◆ EXERCISE A: Decide whether each statement agrees with the passage below about Britain's energy crisis. Answer yes or no for each, quoting the words from the passage that settle it. (i) British companies are going bankrupt at a rate not seen since 2009. (ii) The passage claims that a program to reverse declining fortunes cannot be implemented. (iii) The passage calls endurance a form of apathy.
◆ EXERCISE B: Write the next few sentences of the passage below about Britain's energy crisis, starting after its last sentence.

◆ SOURCE PASSAGE:
- - - -

This featured article from the ever-vigilant and insightful Global Research highlights yet another entirely man-made debacle inflicted upon the nation by its criminally negligent political/corporate “elite”.
It is becoming clear that every problem we currently face is a man-made one and traces back to the skullduggery of the aforementioned “elite” whose middle-management stooges occupy the Parliament and the corporate media.
These people have created an unholy mis-managed mess that the rest of us are expected to endure. Well, to hell with “endurance” which is but a form of apathy.
Every man-made problem, being made by human beings, can being un-made by getting those responsible to knock off their appallingly negligent or subversive conduct and if they will not mend their ways, replacing them with more honest people who will.
A program to reverse our declining fortunes CAN be worked out and implemented. It would include but not be limited to, for example (put briefly):
That’ll do for starters. We can look this over in more detail elsewhere. Enjoy the article.
High energy costs continue to wreak havoc in Europe, with Britain being no exception to the crisis. British companies are becoming bankrupt at a rapid rate, one not seen since the peak of the Global Financial Crisis (GFC) in 2009. The Europe-wide crisis is mostly attributed to economic problems stemming from their own sanctions against Russia, which as a result has made energy prices skyrocket.

- - - -

◆ PROVIDED MATERIAL:
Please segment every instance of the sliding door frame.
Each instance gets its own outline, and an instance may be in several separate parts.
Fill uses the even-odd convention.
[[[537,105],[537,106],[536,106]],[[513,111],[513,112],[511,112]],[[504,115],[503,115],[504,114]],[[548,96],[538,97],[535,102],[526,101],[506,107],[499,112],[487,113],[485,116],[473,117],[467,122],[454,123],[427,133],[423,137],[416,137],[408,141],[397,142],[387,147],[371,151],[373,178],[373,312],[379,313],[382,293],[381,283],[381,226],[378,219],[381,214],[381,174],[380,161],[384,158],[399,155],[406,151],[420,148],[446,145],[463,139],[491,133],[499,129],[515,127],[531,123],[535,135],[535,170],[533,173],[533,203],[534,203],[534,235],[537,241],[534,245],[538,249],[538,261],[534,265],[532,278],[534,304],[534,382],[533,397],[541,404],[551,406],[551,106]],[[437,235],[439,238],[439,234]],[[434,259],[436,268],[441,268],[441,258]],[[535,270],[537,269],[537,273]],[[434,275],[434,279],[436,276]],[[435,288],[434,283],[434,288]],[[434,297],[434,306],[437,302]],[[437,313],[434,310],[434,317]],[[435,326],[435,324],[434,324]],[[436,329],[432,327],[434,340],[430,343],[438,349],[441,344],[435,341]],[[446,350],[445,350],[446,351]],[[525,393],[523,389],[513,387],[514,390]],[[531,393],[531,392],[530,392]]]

- - - -

◆ WRITTEN REPLY A:
(i) Yes: "British companies are becoming bankrupt at a rapid rate, one not seen since the peak of the Global Financial Crisis (GFC) in 2009."
(ii) No: "A program to reverse our declining fortunes CAN be worked out and implemented."
(iii) Yes: "to hell with “endurance” which is but a form of apathy."

◆ WRITTEN REPLY B:
The most recent quarterly report by the United Kingdom’s Office for National Statistics found company closure figures are similar to those reported in 2009 at the peak of the GFC. According to the British agency, 5,629 companies collapsed and became insolvent throughout England and Wales during the second quarter of 2022, a figure not seen since the third quarter of 2009.
Although the figure is still far from the highest peak recorded during the GFC, with a total of 6,943 firms closed, the trend for the following months is not encouraging.
British government statistics from August show that 1 in 10 local businesses face a moderate to severe risk of insolvency. Although the reasons for the insolvency are various, they are all related to the difficulties that the sanctions against Russia have caused for European trade, supply chains and the energy market, whose historical inflation has brought several problems to British authorities.
According to the Office for National Statistics, 22% of the companies that are at moderate risk of closure put the increases in electricity rates as their main concern, 7% more than in February of this year. In small companies (from 10 to 49 employees), the percentage increases to 30%.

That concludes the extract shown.